▶ TASK DETAILS
Retype all of the data without changing a single word.

[Dataset items]
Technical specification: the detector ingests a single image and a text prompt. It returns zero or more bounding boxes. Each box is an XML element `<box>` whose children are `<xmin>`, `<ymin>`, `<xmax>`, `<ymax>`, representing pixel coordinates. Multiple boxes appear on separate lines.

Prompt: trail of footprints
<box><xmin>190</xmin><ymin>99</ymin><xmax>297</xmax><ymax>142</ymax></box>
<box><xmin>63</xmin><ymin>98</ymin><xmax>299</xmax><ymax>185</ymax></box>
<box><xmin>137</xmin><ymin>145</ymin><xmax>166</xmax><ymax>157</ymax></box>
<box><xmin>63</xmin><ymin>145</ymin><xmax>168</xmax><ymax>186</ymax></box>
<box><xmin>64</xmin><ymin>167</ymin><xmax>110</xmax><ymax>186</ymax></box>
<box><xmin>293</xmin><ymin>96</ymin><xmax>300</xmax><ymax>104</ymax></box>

▶ REPLY TO THE TASK
Technical specification: the detector ingests a single image and a text prompt. It returns zero or more bounding boxes. Each box is an XML element `<box>` whose children are `<xmin>`, `<ymin>`, `<xmax>`, `<ymax>`, representing pixel coordinates. Multiple boxes appear on separate lines.

Prompt: trail of footprints
<box><xmin>190</xmin><ymin>99</ymin><xmax>297</xmax><ymax>142</ymax></box>
<box><xmin>63</xmin><ymin>98</ymin><xmax>299</xmax><ymax>185</ymax></box>
<box><xmin>137</xmin><ymin>145</ymin><xmax>166</xmax><ymax>157</ymax></box>
<box><xmin>63</xmin><ymin>145</ymin><xmax>168</xmax><ymax>186</ymax></box>
<box><xmin>64</xmin><ymin>167</ymin><xmax>110</xmax><ymax>186</ymax></box>
<box><xmin>293</xmin><ymin>96</ymin><xmax>300</xmax><ymax>104</ymax></box>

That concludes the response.